Stage 4: Advanced Techniques·Advanced Graph

Medium#7879 min readGraphBellman-FordDijkstraLeetCode

Cheapest Flights Within K Stops

Modified Dijkstra with stop counter

Bellman-Ford with K rounds. You already know this from your arb bot.

Published Apr 16, 2026

Problem

You're given n cities and a list of flights, where flights[i] = [from, to, price] represents a directed flight. Starting from src, find the cheapest price to reach dst with at most k stops in between. Return -1 if no such route exists.

A "stop" is an intermediate city, so k = 1 means at most 2 edges are allowed. k = 0 means direct flight only.

Input

n = 4, flights = [[0,1,100],[1,2,100],[2,0,100],[1,3,600],[2,3,200]], src = 0, dst = 3, k = 1

Output

700

Explanation

With at most 1 stop, 0 → 1 → 3 costs 700. The cheaper 0 → 1 → 2 → 3 = 400 requires 2 stops and is rejected.

Input

n = 3, flights = [[0,1,100],[1,2,100],[0,2,500]], src = 0, dst = 2, k = 1

Output

200

Explanation

0 → 1 → 2 uses 1 stop and costs 200.

Input

n = 3, flights = [[0,1,100],[1,2,100],[0,2,500]], src = 0, dst = 2, k = 0

Output

500

Explanation

k = 0 forces the direct flight.

Intuition

Plain Dijkstra finds the absolute shortest path but ignores edge counts. Plain BFS minimizes edge count but ignores weights. This problem blends both: we want minimum weight subject to a hop budget.

Two insights unlock it:

State has two dimensions. The usual Dijkstra state (distance, city) is not enough — two routes to the same city with different remaining hop budgets are genuinely different. A cheaper route that used more hops is worse if it leaves us stranded.
Bellman-Ford is a perfect shape match. Bellman-Ford relaxes every edge in k + 1 rounds; round i discovers the cheapest walk using exactly i edges. For this problem we cap rounds at k + 1.

Modified Dijkstra (state (cost, city, stops_used)) gives the same answer with better average-case performance, since it prunes hopeless branches by cost. Both are correct; Bellman-Ford is simpler to reason about, Dijkstra is faster in practice.

Supplied information:
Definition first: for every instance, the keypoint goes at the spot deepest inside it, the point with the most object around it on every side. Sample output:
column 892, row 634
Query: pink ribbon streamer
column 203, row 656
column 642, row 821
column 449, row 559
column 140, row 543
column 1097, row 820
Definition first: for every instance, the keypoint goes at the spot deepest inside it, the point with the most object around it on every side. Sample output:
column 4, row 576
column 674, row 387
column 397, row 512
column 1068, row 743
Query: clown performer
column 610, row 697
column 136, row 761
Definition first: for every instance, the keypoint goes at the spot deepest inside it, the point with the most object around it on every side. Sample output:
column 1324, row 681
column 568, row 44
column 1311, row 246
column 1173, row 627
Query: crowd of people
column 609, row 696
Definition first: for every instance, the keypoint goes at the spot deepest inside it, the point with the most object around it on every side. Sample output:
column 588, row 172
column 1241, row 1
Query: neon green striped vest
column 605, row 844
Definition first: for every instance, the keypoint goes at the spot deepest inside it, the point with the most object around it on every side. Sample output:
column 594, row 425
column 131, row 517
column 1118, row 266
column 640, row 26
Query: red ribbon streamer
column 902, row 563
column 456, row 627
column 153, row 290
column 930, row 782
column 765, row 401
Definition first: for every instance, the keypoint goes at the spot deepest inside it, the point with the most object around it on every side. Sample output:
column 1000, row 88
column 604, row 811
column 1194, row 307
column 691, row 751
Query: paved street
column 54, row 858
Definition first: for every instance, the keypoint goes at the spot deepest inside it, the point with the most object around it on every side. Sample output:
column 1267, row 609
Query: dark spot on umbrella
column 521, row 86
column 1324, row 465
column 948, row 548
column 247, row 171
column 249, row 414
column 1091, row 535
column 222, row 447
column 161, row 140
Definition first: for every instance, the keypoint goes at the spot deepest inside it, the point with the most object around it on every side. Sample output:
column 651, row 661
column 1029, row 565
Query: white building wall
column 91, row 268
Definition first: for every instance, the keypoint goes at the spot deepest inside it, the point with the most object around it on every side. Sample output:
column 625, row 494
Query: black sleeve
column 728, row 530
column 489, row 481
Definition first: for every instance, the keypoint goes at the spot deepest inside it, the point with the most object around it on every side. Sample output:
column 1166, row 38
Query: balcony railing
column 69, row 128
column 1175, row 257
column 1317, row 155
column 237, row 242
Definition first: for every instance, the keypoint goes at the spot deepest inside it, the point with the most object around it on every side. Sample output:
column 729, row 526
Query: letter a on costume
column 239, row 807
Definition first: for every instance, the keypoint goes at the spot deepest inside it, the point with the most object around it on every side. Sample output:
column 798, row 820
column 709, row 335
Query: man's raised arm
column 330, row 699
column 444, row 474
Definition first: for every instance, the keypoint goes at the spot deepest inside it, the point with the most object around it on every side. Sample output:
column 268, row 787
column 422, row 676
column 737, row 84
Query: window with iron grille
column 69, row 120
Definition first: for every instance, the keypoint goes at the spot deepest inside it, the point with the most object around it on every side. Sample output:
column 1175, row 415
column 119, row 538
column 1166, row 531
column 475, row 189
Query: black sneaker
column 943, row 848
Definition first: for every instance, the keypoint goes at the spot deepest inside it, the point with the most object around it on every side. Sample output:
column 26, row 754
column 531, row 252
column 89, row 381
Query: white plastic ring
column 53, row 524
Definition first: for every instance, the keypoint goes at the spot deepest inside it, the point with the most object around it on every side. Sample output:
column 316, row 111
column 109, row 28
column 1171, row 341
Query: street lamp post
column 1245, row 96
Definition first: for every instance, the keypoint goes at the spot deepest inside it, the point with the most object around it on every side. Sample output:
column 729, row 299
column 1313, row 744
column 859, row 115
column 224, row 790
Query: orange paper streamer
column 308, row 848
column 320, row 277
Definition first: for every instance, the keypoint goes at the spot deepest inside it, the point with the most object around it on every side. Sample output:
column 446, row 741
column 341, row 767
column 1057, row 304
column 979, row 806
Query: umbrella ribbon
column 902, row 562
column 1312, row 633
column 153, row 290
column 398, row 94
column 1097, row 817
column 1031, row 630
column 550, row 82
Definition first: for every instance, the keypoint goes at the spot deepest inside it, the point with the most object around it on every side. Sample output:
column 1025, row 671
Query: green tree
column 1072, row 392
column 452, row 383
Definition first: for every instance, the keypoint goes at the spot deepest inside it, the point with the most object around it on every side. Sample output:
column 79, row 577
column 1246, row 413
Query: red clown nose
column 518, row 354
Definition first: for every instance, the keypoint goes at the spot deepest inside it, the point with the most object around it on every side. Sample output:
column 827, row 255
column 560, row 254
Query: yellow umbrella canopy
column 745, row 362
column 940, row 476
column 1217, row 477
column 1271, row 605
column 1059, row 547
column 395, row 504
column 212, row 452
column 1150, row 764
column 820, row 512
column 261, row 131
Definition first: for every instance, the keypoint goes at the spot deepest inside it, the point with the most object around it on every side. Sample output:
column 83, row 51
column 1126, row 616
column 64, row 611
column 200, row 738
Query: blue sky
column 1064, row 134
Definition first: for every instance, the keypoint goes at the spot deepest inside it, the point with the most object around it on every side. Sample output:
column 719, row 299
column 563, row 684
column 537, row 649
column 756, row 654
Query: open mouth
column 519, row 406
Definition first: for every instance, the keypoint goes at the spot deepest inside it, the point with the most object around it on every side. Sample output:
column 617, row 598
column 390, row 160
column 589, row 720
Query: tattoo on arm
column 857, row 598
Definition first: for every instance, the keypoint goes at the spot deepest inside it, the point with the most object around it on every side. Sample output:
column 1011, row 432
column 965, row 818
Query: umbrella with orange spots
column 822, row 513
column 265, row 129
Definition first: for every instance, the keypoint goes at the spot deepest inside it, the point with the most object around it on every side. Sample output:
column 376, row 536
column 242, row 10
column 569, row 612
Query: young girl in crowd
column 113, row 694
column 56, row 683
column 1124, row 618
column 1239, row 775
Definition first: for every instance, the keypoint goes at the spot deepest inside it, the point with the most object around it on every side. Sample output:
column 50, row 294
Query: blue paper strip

What to do:
A. Transcribe the part of the flights problem page starting at "Modified Dijkstra (state" and ending at "faster in practice.".
B. According to the flights problem page, how many edges are allowed when k = 1?
C. Take the flights problem page further from where it stops.

Answers by task:
A.
Modified Dijkstra (state (cost, city, stops_used)) gives the same answer with better average-case performance, since it prunes hopeless branches by cost. Both are correct; Bellman-Ford is simpler to reason about, Dijkstra is faster in practice.

B. At most 2 edges are allowed.

C.
Approach

BFS Brute Force

TimeO(V^k)

SpaceO(V^k)

Exhaustively explore every walk of length ≤ k + 1 from src using BFS layer by layer. Track the running cost. At the dst node, keep the minimum cost seen. Correct but explodes combinatorially — useful only as a sanity-check baseline for tiny inputs.

use std::collections::VecDeque;

impl Solution {
    pub fn find_cheapest_price(n: i32, flights: Vec<Vec<i32>>, src: i32, dst: i32, k: i32) -> i32 {
        let n = n as usize;
        let mut graph: Vec<Vec<(usize, i32)>> = vec![Vec::new(); n];
        for f in &flights {
            graph[f[0] as usize].push((f[1] as usize, f[2]));
        }

        // Layer-by-layer BFS; each entry is (city, cost).
        let mut best = i32::MAX;
        let mut queue: VecDeque<(usize, i32)> = VecDeque::new();
        queue.push_back((src as usize, 0));

        // 0..=k stops means 0..=k+1 edges.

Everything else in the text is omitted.